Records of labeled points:

----

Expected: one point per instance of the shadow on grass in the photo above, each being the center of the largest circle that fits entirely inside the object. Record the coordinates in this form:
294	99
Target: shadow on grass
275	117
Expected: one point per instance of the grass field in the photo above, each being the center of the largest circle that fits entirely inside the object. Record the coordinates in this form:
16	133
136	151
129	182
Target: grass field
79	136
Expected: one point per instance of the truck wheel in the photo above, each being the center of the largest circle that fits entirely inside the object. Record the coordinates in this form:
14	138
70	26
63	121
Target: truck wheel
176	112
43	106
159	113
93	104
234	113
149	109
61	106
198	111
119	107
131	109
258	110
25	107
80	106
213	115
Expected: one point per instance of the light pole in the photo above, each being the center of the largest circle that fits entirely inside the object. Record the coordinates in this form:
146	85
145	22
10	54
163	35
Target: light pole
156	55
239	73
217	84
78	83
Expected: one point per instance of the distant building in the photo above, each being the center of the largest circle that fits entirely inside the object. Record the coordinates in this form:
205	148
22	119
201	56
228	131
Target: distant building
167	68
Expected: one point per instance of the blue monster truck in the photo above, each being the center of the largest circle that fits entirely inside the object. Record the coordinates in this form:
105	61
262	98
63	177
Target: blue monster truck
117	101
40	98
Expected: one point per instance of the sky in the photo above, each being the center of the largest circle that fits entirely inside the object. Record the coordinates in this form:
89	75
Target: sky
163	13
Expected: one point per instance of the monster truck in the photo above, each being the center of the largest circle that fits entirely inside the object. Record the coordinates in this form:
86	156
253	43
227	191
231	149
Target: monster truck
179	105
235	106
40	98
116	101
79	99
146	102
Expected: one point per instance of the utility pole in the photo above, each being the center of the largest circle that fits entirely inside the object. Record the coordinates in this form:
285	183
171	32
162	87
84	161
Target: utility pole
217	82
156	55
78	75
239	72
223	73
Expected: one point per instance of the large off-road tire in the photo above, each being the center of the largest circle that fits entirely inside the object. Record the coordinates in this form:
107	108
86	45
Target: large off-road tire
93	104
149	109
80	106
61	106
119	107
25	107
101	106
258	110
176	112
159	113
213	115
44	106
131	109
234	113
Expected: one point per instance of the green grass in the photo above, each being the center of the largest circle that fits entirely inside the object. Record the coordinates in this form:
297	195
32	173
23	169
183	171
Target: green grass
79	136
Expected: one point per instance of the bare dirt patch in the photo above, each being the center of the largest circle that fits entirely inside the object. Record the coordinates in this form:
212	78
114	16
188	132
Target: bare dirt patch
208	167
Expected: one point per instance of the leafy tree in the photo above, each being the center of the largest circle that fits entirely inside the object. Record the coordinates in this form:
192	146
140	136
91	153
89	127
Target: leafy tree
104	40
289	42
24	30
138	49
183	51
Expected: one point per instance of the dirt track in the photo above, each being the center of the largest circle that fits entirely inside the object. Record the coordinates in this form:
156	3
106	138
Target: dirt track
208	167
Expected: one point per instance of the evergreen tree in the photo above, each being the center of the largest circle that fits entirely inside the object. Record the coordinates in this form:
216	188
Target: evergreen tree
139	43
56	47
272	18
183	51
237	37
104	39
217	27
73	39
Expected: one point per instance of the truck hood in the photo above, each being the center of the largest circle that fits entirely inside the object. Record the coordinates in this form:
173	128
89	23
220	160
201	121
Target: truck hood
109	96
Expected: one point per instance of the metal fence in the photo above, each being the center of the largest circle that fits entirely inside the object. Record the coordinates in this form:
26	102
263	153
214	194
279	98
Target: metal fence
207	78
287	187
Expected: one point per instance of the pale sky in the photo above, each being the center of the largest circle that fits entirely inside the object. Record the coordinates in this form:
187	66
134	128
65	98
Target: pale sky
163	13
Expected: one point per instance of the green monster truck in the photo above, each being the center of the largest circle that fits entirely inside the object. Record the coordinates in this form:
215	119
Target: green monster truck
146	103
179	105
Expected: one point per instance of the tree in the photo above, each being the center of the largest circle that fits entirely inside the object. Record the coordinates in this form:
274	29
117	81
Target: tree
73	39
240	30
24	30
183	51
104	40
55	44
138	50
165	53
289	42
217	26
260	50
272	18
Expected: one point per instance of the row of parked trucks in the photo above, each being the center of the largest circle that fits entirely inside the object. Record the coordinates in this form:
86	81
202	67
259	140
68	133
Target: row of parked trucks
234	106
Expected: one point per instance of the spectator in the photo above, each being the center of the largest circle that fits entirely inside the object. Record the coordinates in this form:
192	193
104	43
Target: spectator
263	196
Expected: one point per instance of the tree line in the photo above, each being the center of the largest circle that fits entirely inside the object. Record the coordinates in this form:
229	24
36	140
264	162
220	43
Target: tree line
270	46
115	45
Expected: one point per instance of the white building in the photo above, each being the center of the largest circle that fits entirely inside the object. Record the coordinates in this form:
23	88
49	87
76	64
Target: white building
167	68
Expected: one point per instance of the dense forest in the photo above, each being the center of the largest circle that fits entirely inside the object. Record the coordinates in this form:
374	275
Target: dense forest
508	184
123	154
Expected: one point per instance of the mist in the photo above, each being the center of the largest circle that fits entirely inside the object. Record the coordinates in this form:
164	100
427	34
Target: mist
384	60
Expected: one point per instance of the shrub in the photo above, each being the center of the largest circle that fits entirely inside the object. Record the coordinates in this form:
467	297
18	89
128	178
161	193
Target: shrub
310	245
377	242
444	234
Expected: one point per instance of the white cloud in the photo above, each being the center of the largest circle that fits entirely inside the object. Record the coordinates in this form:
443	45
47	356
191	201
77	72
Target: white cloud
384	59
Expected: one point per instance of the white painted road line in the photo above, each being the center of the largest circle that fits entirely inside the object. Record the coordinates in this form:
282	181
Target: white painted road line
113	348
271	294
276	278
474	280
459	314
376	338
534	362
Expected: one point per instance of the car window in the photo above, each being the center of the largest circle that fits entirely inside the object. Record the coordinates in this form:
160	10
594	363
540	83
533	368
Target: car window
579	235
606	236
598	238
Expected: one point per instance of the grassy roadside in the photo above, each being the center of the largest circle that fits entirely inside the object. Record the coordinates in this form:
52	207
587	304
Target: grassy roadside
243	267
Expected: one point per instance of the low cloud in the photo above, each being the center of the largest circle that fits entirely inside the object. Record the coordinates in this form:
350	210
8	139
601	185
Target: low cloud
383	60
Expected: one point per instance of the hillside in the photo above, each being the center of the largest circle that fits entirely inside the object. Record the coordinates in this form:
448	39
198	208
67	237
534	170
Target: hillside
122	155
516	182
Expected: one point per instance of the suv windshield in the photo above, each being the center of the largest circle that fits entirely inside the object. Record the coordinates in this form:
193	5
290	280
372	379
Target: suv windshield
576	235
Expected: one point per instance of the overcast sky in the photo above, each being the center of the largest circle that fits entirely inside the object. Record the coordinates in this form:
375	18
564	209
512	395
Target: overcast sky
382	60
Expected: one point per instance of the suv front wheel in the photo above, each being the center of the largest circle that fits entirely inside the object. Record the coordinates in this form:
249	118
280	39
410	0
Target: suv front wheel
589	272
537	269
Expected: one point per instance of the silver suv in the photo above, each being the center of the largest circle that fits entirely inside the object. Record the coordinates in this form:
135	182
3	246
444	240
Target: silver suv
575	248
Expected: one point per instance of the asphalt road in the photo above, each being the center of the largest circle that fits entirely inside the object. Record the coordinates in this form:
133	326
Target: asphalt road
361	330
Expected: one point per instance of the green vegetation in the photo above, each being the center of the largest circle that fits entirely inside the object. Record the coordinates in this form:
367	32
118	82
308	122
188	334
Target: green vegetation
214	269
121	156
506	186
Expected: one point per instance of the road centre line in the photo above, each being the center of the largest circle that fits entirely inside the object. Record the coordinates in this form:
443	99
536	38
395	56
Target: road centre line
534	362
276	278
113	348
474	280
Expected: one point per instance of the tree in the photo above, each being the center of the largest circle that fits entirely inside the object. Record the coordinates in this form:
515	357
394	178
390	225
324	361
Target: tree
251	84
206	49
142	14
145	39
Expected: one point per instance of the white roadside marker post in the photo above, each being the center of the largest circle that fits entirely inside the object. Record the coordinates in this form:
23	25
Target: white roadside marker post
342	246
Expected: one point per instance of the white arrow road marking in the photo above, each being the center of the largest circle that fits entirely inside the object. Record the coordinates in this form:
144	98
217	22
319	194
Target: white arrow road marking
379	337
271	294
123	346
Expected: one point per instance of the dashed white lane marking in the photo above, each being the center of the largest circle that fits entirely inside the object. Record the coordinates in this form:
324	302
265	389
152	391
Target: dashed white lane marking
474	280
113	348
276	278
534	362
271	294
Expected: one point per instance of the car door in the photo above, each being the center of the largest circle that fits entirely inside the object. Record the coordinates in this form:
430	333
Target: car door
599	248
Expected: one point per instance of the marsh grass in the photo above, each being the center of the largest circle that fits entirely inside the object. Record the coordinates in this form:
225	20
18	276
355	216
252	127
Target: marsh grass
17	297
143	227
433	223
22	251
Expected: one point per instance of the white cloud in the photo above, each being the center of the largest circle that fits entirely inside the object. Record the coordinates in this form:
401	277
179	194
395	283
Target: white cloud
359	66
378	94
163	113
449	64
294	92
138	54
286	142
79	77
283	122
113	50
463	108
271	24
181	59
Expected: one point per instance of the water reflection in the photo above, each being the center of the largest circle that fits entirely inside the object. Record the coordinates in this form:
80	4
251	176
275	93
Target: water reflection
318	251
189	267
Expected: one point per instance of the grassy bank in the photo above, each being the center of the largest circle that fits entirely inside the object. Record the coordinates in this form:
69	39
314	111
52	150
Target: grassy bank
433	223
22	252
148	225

----

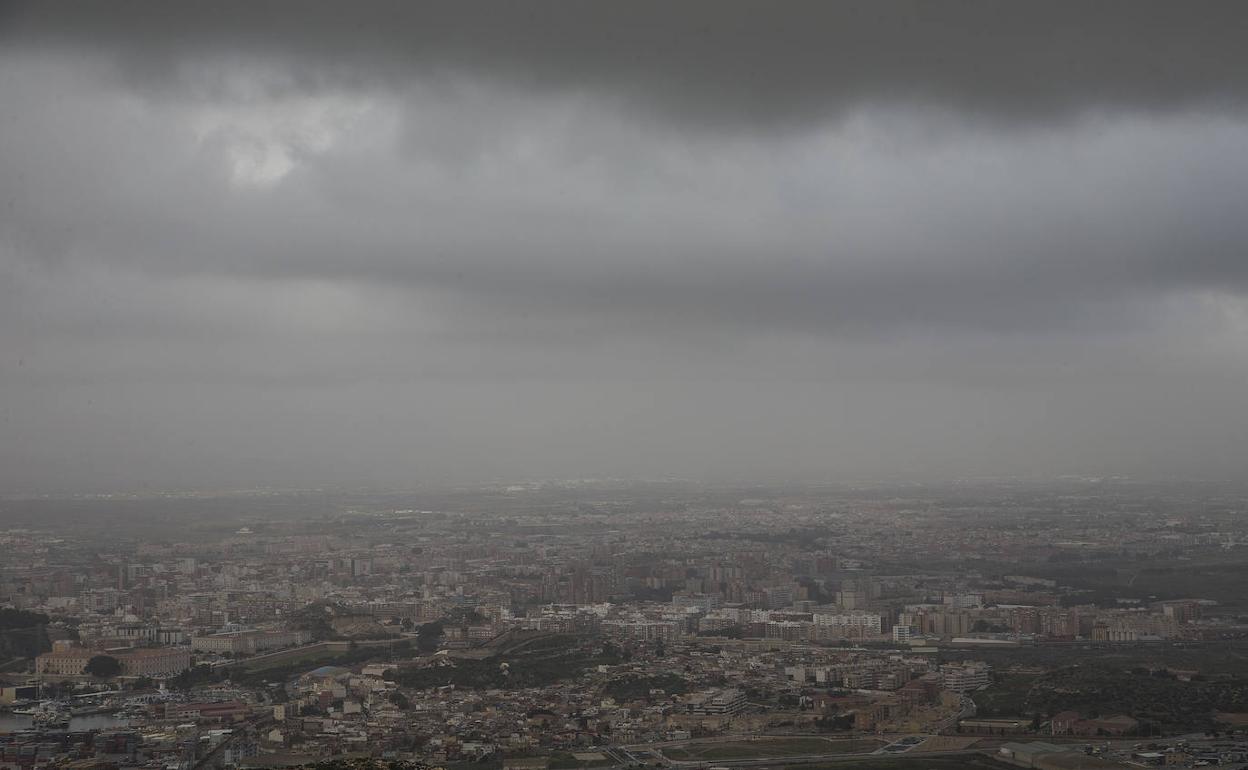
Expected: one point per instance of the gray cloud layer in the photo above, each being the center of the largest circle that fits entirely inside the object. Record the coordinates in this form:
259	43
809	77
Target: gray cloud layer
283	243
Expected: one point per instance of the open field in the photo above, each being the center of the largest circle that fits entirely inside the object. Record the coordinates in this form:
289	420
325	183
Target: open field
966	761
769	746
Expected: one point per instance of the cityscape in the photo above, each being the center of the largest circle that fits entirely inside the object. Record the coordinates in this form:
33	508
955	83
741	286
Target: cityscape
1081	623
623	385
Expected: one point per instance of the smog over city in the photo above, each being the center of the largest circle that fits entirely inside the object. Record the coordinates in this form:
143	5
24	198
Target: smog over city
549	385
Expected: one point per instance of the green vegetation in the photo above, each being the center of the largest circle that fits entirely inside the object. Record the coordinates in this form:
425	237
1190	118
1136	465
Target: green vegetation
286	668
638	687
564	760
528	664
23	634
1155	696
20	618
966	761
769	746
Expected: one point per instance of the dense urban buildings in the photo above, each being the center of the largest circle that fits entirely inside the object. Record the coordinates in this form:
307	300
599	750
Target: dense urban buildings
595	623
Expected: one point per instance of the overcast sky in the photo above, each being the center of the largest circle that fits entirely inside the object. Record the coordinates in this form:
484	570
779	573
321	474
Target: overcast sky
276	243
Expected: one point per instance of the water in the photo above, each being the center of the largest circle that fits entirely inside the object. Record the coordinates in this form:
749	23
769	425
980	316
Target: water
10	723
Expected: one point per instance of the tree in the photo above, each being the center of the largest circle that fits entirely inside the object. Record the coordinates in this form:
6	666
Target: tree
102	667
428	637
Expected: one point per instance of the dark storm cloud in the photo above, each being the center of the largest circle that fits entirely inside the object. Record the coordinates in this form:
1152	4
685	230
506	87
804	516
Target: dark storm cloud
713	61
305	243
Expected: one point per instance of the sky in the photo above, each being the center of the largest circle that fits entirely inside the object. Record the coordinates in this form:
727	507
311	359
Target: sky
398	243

----

### GOAL:
Please count how many lines in the items above contain the word "hillside", and reply with only that number.

### CORRECT RESPONSE:
2